STATED TASK —
Copy the listing below, replacing "straight edges" with "short line segments" everywhere it appears and leaving everything else unchanged.
--- Start GIVEN DATA ---
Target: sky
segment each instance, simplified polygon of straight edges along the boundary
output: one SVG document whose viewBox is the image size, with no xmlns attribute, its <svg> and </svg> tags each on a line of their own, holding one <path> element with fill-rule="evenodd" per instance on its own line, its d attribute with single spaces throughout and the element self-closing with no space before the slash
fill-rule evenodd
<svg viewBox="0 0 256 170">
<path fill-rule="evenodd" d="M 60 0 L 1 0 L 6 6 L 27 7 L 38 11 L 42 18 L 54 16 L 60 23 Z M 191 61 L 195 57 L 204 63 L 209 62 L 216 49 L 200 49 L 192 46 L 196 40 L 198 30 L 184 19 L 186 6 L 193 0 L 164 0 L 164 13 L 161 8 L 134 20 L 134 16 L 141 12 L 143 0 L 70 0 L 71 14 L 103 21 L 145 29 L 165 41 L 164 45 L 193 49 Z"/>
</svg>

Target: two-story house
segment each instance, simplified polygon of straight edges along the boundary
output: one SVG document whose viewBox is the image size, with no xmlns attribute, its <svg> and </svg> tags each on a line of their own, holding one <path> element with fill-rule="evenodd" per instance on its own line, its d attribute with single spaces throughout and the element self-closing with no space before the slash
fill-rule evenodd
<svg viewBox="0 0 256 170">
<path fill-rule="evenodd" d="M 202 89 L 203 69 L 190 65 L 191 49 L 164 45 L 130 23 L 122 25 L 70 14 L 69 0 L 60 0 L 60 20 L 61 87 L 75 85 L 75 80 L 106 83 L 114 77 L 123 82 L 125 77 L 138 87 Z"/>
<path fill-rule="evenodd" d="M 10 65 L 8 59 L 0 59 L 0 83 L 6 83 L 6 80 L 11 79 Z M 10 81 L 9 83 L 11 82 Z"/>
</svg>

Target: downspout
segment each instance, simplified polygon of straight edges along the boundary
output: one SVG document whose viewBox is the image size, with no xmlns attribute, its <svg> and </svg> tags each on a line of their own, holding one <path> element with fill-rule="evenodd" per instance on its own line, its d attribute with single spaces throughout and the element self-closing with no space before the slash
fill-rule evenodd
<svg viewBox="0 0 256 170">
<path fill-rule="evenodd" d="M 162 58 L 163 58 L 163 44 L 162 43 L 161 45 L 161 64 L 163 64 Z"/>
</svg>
--- End GIVEN DATA ---
THE RESULT —
Target: sky
segment each instance, simplified polygon of short line segments along the boundary
output: one SVG document whose viewBox is the image size, with no xmlns attribute, its <svg> and </svg> tags each on a line of their own, holding one <path> element with fill-rule="evenodd" per instance on its own line, its d attribute with single spaces throughout and the element self-closing with no space before the slash
fill-rule evenodd
<svg viewBox="0 0 256 170">
<path fill-rule="evenodd" d="M 60 0 L 1 0 L 6 6 L 27 7 L 38 11 L 42 18 L 54 16 L 60 23 Z M 191 61 L 195 57 L 204 63 L 209 62 L 216 49 L 200 49 L 192 46 L 196 40 L 198 30 L 184 19 L 186 6 L 193 0 L 164 0 L 164 13 L 161 8 L 134 20 L 134 16 L 141 12 L 143 0 L 70 0 L 71 14 L 103 21 L 145 29 L 165 41 L 164 45 L 193 49 Z"/>
</svg>

Target: two-story house
segment each instance, simplified polygon of short line segments along the boundary
output: one SVG document whose viewBox is the image size, with no xmlns attribute, its <svg> and </svg> tags each on a line of their own, holding one <path> element with fill-rule="evenodd" per instance on its own line, its d attribute with single spaces throughout and the element self-closing with no space before the slash
fill-rule evenodd
<svg viewBox="0 0 256 170">
<path fill-rule="evenodd" d="M 202 89 L 203 69 L 190 65 L 191 49 L 164 45 L 130 23 L 122 25 L 70 14 L 69 0 L 60 0 L 60 20 L 61 87 L 75 85 L 75 80 L 106 83 L 114 77 L 123 82 L 125 77 L 138 87 Z"/>
<path fill-rule="evenodd" d="M 10 65 L 8 59 L 0 59 L 0 83 L 6 83 L 6 80 L 11 79 Z M 10 81 L 9 83 L 11 82 Z"/>
</svg>

Target: downspout
segment each instance, simplified polygon of short line segments along the boundary
output: one SVG document whose viewBox is the image size, with no xmlns attribute, its <svg> and </svg> tags each on a line of their own, holding one <path> element with fill-rule="evenodd" per instance on its own line, its d attribute with single spaces throughout and the element self-closing with no space before the slash
fill-rule evenodd
<svg viewBox="0 0 256 170">
<path fill-rule="evenodd" d="M 162 58 L 163 58 L 163 44 L 162 43 L 161 45 L 161 64 L 163 64 Z"/>
</svg>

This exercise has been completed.